**AIM**
Render the records from the start up to and including the line containing "Target: mint green t-shirt" as a Markdown table with the columns No. and Line, where No. gives the row number and Line holds the line itself. Omit any blank lines.

**DATASET RECORDS**

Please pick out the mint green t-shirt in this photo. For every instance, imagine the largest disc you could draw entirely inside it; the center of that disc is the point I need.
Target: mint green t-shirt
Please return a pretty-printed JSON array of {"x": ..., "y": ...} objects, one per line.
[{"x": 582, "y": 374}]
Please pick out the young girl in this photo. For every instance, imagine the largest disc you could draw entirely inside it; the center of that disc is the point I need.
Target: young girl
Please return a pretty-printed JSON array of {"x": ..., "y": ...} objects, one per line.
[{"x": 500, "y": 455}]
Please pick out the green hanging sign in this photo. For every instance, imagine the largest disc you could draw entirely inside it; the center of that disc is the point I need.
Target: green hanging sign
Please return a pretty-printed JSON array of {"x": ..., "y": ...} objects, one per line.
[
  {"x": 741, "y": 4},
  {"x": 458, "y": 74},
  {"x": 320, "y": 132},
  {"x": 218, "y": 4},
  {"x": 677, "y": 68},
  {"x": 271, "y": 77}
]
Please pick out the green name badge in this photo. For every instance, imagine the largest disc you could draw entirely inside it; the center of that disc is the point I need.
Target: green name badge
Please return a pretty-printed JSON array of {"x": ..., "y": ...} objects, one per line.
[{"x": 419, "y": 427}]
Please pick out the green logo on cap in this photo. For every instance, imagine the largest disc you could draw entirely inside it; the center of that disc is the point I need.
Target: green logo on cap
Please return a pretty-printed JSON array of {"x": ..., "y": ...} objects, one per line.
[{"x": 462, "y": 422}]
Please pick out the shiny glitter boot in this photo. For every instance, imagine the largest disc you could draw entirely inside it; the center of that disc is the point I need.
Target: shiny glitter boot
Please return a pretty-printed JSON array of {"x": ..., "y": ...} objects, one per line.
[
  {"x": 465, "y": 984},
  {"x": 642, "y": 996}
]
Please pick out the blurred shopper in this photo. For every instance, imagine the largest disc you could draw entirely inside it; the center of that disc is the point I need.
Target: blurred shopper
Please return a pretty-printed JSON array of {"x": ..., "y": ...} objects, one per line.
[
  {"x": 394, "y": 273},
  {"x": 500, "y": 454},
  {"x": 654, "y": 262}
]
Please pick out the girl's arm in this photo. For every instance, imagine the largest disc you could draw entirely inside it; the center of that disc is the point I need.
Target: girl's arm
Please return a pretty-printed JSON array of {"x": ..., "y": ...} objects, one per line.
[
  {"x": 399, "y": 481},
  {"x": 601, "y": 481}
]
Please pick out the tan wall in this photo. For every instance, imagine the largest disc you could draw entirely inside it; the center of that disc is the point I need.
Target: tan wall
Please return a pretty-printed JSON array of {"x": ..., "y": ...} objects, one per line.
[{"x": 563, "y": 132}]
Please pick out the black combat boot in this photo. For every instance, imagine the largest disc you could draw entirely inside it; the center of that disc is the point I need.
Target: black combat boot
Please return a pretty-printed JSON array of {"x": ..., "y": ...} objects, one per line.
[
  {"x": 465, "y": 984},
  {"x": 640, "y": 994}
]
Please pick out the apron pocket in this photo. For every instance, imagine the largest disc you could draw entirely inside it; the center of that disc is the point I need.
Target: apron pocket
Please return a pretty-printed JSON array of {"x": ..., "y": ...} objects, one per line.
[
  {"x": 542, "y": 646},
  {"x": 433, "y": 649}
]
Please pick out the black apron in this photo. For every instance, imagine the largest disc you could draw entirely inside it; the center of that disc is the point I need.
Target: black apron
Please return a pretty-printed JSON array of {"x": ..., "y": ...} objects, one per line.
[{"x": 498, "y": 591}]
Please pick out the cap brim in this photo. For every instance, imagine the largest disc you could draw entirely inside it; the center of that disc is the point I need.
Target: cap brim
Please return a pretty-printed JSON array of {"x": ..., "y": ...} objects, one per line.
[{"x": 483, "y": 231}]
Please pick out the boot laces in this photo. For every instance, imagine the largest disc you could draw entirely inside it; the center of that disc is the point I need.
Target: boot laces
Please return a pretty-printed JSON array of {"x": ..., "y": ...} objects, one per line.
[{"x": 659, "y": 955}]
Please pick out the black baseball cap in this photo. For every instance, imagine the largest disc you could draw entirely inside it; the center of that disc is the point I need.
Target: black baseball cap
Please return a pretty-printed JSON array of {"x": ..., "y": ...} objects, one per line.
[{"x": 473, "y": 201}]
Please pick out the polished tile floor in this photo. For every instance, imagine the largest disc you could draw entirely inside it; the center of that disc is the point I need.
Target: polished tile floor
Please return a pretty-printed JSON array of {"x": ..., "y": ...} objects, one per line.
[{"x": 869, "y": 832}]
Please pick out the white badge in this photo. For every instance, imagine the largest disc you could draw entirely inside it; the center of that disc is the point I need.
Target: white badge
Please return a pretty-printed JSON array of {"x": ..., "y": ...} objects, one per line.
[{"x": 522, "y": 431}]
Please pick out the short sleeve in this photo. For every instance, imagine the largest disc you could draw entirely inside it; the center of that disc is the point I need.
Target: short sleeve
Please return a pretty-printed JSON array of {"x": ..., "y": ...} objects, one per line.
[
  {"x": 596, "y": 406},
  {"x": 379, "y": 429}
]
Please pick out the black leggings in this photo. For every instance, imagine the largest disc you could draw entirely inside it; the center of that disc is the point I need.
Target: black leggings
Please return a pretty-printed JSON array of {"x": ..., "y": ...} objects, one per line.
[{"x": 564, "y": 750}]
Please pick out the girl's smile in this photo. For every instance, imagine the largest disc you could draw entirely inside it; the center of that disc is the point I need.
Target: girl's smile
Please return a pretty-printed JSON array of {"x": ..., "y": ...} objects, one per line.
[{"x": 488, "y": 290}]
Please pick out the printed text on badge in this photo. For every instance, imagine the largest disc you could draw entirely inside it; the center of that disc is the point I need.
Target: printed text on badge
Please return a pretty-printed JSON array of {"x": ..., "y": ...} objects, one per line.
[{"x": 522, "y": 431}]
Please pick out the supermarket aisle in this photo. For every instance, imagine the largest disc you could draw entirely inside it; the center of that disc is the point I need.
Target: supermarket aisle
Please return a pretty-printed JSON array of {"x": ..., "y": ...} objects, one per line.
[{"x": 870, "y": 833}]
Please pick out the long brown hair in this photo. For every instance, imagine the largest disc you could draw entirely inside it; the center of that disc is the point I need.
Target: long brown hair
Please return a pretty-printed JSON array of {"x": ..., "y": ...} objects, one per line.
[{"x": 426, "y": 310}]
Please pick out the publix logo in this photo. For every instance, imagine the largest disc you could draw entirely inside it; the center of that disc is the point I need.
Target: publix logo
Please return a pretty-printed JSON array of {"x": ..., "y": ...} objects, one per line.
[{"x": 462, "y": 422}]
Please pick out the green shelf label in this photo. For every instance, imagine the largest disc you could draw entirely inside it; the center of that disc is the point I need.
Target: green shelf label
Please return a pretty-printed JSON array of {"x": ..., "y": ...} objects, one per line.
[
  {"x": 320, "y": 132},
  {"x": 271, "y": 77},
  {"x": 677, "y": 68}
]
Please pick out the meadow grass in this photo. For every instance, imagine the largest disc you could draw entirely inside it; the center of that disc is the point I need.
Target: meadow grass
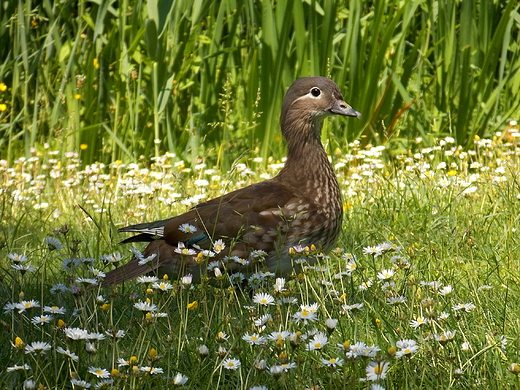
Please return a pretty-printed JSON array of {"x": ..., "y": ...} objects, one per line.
[{"x": 422, "y": 291}]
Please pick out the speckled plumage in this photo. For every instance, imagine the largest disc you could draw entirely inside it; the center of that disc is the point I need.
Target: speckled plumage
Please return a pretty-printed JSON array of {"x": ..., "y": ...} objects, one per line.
[{"x": 300, "y": 206}]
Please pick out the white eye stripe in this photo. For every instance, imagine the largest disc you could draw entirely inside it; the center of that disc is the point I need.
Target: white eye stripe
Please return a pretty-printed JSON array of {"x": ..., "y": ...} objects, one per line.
[{"x": 315, "y": 92}]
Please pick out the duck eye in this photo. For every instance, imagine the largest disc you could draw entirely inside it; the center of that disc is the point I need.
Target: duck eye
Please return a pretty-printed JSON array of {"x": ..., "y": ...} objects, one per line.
[{"x": 315, "y": 92}]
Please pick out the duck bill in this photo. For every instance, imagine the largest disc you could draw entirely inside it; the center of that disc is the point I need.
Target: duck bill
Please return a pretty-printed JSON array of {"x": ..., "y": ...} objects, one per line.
[{"x": 342, "y": 108}]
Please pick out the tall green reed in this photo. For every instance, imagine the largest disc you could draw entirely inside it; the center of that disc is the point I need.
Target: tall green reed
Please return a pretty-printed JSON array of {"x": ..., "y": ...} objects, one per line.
[{"x": 120, "y": 80}]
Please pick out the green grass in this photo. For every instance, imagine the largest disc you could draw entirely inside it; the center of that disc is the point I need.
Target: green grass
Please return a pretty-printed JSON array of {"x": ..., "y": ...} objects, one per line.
[
  {"x": 451, "y": 217},
  {"x": 111, "y": 111},
  {"x": 108, "y": 79}
]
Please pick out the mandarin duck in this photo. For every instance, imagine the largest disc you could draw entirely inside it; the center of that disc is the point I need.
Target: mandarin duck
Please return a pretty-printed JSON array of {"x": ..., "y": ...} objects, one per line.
[{"x": 255, "y": 227}]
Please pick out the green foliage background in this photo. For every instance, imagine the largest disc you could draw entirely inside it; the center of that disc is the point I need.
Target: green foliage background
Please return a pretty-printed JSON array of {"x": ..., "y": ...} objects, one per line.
[{"x": 204, "y": 76}]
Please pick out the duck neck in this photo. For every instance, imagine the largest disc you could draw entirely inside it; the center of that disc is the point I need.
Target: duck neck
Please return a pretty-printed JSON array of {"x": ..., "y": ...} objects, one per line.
[{"x": 308, "y": 168}]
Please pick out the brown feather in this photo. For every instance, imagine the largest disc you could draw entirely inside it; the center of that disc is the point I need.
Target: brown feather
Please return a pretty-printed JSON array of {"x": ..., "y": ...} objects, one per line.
[{"x": 300, "y": 206}]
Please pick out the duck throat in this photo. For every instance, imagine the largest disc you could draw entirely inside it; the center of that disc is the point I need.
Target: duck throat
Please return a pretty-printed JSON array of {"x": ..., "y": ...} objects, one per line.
[{"x": 309, "y": 171}]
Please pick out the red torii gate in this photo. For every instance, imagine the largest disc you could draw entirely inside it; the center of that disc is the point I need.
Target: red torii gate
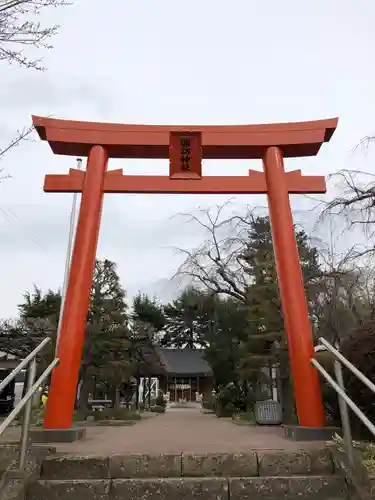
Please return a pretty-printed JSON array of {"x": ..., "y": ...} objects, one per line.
[{"x": 185, "y": 146}]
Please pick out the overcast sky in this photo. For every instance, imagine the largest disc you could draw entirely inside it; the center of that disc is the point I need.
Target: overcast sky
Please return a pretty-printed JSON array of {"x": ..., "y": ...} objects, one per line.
[{"x": 172, "y": 62}]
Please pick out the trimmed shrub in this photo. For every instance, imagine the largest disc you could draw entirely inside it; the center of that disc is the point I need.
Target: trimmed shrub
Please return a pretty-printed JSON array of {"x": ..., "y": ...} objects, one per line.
[
  {"x": 157, "y": 409},
  {"x": 116, "y": 414},
  {"x": 160, "y": 401}
]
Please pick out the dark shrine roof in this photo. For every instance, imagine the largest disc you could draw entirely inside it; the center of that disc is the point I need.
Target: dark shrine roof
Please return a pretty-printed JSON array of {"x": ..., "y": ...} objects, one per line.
[{"x": 184, "y": 362}]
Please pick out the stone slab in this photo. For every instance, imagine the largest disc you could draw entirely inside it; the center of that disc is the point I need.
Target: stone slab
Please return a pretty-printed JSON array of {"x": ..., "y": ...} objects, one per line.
[
  {"x": 219, "y": 465},
  {"x": 280, "y": 463},
  {"x": 57, "y": 435},
  {"x": 115, "y": 423},
  {"x": 288, "y": 488},
  {"x": 145, "y": 466},
  {"x": 174, "y": 489},
  {"x": 69, "y": 490},
  {"x": 298, "y": 433},
  {"x": 75, "y": 467}
]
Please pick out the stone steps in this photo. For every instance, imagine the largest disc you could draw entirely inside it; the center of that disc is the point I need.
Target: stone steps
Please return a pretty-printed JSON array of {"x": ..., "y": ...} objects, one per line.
[
  {"x": 255, "y": 475},
  {"x": 204, "y": 488}
]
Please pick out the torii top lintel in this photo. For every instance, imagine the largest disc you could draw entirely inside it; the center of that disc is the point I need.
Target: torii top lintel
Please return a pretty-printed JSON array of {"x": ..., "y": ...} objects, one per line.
[{"x": 76, "y": 138}]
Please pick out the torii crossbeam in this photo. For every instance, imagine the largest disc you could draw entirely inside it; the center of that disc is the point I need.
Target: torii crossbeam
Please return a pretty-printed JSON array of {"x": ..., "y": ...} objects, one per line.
[{"x": 185, "y": 146}]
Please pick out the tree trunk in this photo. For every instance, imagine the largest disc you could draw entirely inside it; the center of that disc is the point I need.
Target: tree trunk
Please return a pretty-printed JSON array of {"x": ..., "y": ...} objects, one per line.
[
  {"x": 85, "y": 391},
  {"x": 287, "y": 394},
  {"x": 137, "y": 392}
]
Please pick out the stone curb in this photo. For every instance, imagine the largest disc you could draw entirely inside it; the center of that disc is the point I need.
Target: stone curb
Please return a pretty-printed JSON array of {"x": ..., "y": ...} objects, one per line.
[
  {"x": 204, "y": 488},
  {"x": 252, "y": 464}
]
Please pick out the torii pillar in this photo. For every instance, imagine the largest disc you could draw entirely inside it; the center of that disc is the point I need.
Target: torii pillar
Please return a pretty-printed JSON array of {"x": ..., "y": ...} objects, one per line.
[{"x": 185, "y": 147}]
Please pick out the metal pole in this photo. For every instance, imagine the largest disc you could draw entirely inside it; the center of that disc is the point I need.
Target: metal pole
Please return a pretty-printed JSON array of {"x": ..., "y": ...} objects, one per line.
[
  {"x": 346, "y": 430},
  {"x": 68, "y": 256},
  {"x": 27, "y": 416}
]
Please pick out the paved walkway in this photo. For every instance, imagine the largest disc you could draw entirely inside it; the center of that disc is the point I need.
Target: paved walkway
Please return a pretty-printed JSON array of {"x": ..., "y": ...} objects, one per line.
[{"x": 179, "y": 431}]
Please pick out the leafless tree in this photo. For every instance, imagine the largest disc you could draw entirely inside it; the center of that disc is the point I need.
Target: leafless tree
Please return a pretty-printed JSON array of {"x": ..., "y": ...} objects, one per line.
[
  {"x": 219, "y": 263},
  {"x": 20, "y": 29}
]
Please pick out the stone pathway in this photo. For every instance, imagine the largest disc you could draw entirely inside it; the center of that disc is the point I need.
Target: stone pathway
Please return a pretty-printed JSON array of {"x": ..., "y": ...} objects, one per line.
[{"x": 179, "y": 431}]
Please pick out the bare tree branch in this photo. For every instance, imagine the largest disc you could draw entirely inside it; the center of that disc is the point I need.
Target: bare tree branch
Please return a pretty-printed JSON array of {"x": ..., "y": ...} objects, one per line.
[{"x": 20, "y": 29}]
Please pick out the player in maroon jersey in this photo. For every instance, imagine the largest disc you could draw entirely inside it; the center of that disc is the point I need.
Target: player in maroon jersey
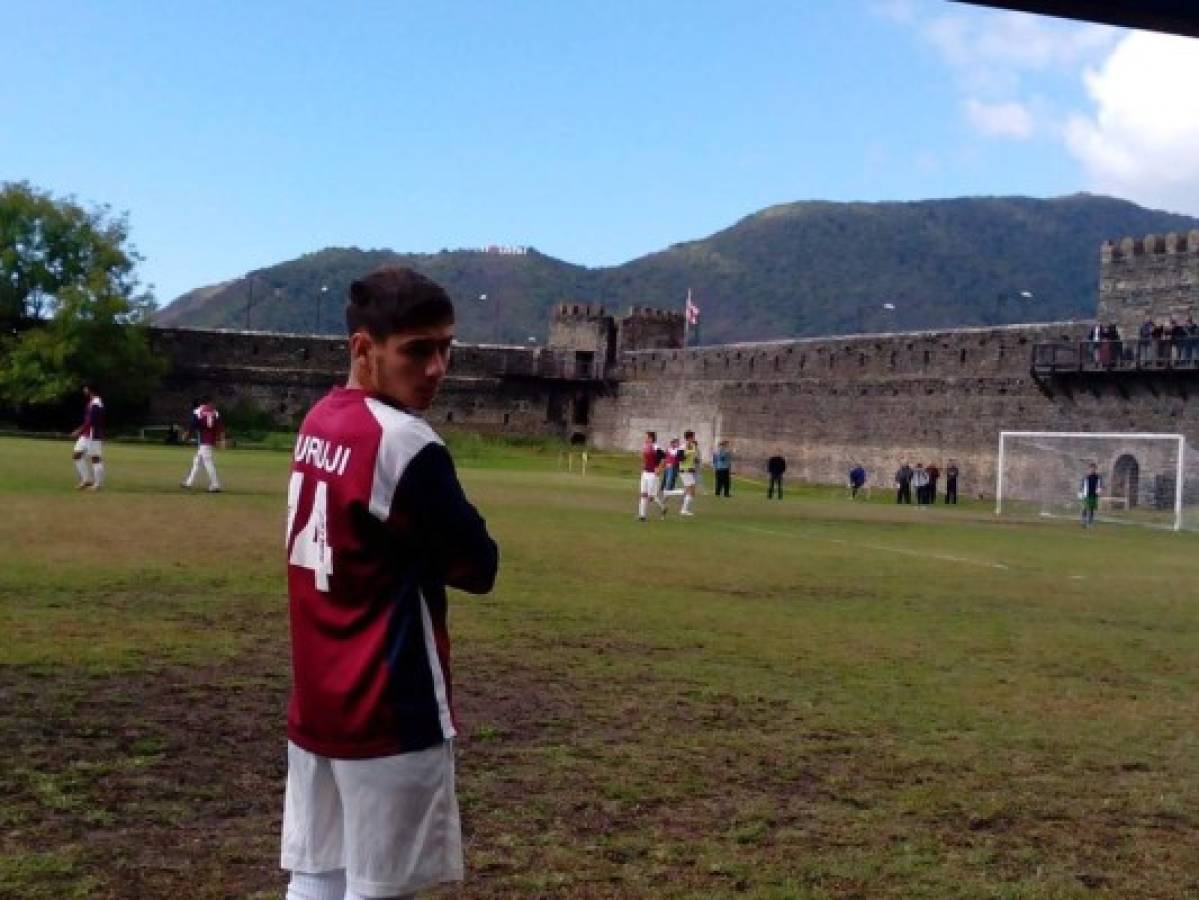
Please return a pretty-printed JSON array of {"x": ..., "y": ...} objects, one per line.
[
  {"x": 651, "y": 466},
  {"x": 208, "y": 429},
  {"x": 378, "y": 526},
  {"x": 89, "y": 447}
]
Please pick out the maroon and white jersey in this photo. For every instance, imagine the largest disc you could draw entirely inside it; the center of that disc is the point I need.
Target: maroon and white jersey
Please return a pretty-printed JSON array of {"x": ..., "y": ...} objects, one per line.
[
  {"x": 94, "y": 420},
  {"x": 378, "y": 525},
  {"x": 651, "y": 454},
  {"x": 206, "y": 424}
]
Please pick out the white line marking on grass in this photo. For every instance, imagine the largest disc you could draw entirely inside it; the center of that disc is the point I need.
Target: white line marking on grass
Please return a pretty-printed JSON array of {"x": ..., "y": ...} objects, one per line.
[{"x": 905, "y": 551}]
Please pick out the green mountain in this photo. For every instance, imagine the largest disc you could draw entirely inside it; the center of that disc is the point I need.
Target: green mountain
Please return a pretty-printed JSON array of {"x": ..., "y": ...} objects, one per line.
[{"x": 794, "y": 270}]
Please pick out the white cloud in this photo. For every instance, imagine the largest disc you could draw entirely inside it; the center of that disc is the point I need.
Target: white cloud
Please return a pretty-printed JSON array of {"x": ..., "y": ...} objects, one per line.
[
  {"x": 1000, "y": 120},
  {"x": 1014, "y": 42},
  {"x": 1142, "y": 139},
  {"x": 993, "y": 56}
]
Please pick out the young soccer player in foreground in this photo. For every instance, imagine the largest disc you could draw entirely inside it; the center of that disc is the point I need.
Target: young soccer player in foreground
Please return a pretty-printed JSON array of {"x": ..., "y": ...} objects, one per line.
[
  {"x": 89, "y": 447},
  {"x": 208, "y": 428},
  {"x": 378, "y": 525},
  {"x": 651, "y": 467}
]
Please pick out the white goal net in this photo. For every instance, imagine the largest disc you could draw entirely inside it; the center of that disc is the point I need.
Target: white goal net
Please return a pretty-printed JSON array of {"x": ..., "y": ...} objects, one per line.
[{"x": 1145, "y": 478}]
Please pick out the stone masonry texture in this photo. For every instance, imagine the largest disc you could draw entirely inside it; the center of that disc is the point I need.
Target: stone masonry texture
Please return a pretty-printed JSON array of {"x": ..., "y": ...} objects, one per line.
[{"x": 823, "y": 403}]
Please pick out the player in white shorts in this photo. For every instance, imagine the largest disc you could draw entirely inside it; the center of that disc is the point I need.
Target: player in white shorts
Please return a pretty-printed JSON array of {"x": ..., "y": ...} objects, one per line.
[
  {"x": 89, "y": 450},
  {"x": 378, "y": 527},
  {"x": 208, "y": 428},
  {"x": 651, "y": 466},
  {"x": 688, "y": 469}
]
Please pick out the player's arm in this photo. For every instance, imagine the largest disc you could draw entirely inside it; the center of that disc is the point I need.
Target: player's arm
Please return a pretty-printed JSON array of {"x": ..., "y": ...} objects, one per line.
[{"x": 452, "y": 535}]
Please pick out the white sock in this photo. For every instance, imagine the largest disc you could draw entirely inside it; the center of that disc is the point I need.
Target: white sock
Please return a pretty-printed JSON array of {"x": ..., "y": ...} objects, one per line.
[{"x": 326, "y": 886}]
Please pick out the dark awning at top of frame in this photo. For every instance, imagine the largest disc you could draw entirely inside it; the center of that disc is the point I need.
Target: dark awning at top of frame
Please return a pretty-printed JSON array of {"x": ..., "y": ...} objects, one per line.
[{"x": 1178, "y": 17}]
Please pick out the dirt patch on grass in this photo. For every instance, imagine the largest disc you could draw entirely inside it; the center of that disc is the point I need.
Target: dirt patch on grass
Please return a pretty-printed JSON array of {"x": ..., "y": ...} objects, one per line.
[{"x": 168, "y": 784}]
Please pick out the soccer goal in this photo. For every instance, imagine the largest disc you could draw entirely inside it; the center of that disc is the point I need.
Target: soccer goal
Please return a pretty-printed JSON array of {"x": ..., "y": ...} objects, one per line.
[{"x": 1145, "y": 478}]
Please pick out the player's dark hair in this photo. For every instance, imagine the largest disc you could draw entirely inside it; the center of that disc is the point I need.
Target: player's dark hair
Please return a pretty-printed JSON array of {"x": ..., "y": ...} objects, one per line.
[{"x": 393, "y": 299}]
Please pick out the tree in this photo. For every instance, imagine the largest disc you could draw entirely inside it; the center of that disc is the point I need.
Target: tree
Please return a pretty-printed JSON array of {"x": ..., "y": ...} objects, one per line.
[{"x": 70, "y": 304}]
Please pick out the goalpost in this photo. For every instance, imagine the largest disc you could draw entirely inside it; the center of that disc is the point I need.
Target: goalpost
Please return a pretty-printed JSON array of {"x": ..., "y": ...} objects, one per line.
[{"x": 1146, "y": 478}]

**WRITTEN SOLUTION**
| No. | Line |
|---|---|
| 1 | Please pick out the mint green t-shirt in this photo. For every instance, imagine the largest disc you could draw entirely inside it; the center of that disc is the point I need. |
| 2 | Target: mint green t-shirt |